AIM OF THE TASK:
The answer should contain every entry below, copied exactly.
┄┄┄┄┄┄
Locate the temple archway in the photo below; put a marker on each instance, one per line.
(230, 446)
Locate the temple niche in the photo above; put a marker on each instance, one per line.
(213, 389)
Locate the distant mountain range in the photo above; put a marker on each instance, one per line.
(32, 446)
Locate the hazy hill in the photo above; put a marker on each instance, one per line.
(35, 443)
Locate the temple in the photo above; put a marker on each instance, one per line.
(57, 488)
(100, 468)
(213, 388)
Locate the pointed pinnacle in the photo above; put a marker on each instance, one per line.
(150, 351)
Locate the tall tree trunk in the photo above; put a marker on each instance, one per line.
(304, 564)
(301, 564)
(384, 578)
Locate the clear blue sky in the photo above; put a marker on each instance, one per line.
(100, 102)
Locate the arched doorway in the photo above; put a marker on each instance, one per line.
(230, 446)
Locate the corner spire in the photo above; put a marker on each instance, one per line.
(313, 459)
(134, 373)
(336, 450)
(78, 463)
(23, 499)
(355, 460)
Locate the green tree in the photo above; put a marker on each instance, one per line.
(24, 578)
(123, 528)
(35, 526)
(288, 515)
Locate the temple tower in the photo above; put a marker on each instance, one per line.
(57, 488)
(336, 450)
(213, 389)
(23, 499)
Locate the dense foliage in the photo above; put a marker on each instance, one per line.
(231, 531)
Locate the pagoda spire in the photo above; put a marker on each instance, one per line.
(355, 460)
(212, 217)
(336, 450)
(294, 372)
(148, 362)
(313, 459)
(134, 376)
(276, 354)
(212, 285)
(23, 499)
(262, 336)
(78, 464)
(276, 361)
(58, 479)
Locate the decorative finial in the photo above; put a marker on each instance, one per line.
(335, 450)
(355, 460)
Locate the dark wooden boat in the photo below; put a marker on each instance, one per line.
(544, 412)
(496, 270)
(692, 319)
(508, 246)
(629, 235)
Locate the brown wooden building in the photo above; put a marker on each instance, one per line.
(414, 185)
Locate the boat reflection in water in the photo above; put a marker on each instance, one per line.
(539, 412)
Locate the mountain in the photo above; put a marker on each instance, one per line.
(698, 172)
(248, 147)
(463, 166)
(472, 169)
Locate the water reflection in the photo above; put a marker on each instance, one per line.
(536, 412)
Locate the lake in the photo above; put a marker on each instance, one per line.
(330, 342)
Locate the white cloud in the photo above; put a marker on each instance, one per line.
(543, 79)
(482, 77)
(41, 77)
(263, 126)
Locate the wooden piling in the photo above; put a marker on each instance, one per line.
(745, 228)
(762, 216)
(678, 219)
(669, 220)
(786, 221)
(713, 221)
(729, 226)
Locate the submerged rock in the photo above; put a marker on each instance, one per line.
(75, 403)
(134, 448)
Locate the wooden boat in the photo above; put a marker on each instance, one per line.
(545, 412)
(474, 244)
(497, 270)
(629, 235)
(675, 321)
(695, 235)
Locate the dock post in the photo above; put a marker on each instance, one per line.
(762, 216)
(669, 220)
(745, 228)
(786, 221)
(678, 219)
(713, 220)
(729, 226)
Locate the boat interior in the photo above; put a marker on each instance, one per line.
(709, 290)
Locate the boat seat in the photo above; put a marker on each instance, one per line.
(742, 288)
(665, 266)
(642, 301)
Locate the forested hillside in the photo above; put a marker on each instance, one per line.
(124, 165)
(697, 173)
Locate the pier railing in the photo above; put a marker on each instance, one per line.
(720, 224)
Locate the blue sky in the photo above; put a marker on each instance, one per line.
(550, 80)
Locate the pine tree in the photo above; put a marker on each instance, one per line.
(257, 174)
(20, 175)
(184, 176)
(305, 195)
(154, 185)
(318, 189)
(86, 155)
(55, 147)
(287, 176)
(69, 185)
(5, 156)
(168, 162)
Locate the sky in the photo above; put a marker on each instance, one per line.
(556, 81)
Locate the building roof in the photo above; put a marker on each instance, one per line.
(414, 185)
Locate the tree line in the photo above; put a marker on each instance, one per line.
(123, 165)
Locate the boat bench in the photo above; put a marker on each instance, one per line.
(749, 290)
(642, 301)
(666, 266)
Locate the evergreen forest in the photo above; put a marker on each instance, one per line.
┄┄┄┄┄┄
TASK SOLUTION:
Locate the temple archway in the photo below; put a marker on each instance, one per line.
(230, 446)
Locate the temple niche in the photo above; put a marker on each instance, one per line.
(213, 389)
Locate the distant mountain range in the photo above; put a marker on each instance, one per line.
(32, 446)
Locate the hazy hill in the photo above; put a marker on each instance, one per line.
(35, 443)
Locate the temple in the photo above; put a marker on each instance, one per line.
(57, 488)
(100, 468)
(213, 388)
Locate the pointed pinnacle in the photo above; put a marker on each instance, one per line.
(150, 351)
Locate the tall tree trunk in the photo above; put a marker on each instance, one per line.
(304, 564)
(301, 564)
(384, 578)
Locate the clear blue sky in the photo above; put a marker on each instance, one per line.
(100, 102)
Locate the arched doorway in the photo above; put a marker on each instance, one per line.
(230, 446)
Locate the corner spire in the photo above; put a marker on each instance, one per line.
(313, 459)
(134, 373)
(336, 450)
(78, 463)
(23, 499)
(355, 460)
Locate the green tree in the photo above; put a marker on each instance, one per line.
(24, 578)
(123, 528)
(35, 526)
(288, 515)
Locate the temple tower in the photo above; put a marker on each instance, one per line.
(57, 488)
(336, 450)
(213, 389)
(23, 499)
Locate the dense foliage in the photo above; put a marker on each instance, one per line.
(231, 531)
Locate the pagoda spire in the photo above; put a marker on each instance, one per line.
(355, 460)
(212, 217)
(336, 450)
(294, 372)
(148, 362)
(313, 459)
(134, 376)
(276, 354)
(212, 285)
(23, 499)
(262, 336)
(78, 464)
(276, 361)
(58, 479)
Locate the decorative finial in the photo above; put a marker on each instance, one per line.
(335, 450)
(355, 460)
Locate the dark wooden boat in the photo below; put a marker on each instance, one per line.
(544, 412)
(496, 270)
(692, 319)
(508, 246)
(629, 235)
Locate the brown wooden building in the photo above; put a marker on each instance, one per line.
(414, 185)
Locate the boat reflection in water in the photo above; put a marker on each instance, one per line.
(539, 412)
Locate the mountain in the photo above; put a marker on each instance, one per line.
(698, 172)
(248, 147)
(463, 166)
(472, 169)
Locate the water reflection in the photo above; put a marker on each instance, one per line.
(536, 412)
Locate the lake in the photo above; put a marker on each instance, one per line.
(330, 342)
Locate the white cloud in the photo above; put a marker on each instance, one per line.
(543, 79)
(482, 77)
(41, 77)
(263, 126)
Locate the wooden piling in the photo above; put a marker on each instance, one per line.
(745, 228)
(762, 216)
(678, 219)
(669, 220)
(786, 221)
(713, 221)
(729, 226)
Locate the submerged rock in the photo above; put a marker on each instance, one per line.
(75, 403)
(134, 448)
Locate the wooden boat in the photo above; put a marker on each instance, one per line.
(545, 412)
(474, 244)
(497, 270)
(629, 235)
(675, 321)
(695, 235)
Locate the dock post in the photo above; put a marker on each instance, one per line.
(762, 216)
(669, 220)
(745, 228)
(786, 221)
(678, 219)
(713, 220)
(729, 226)
Locate the boat interior in the photo above; put a marker on each instance, one per line.
(709, 290)
Locate the boat seat in the photo above; put a marker on each instance, one per line.
(742, 288)
(665, 266)
(642, 301)
Locate the forested hillside in the photo above; put a marker on each instance, one per line.
(124, 165)
(697, 173)
Locate the pier railing in the photo above; put a marker on each instance, one per line.
(720, 224)
Locate the blue sky in the photo above; put a marker on each instance, one per line.
(550, 80)
Locate the pine tree in the photo above; put a marker on each instance, one per line.
(257, 174)
(20, 175)
(184, 176)
(305, 195)
(154, 185)
(318, 189)
(86, 155)
(55, 147)
(287, 176)
(69, 185)
(5, 156)
(168, 162)
Locate the sky in the photo above; put a marker on each instance, one per line.
(556, 81)
Locate the building roof in the photo above; put a marker on each instance, one per line.
(414, 185)
Locate the tree line in the photo above; put a marker on each instance, one per line.
(123, 165)
Locate the boat bench in the photo above; put a marker on each instance, one per line.
(749, 290)
(642, 301)
(666, 266)
Locate the evergreen forest in the photo above; put a marker on each instance, one per line.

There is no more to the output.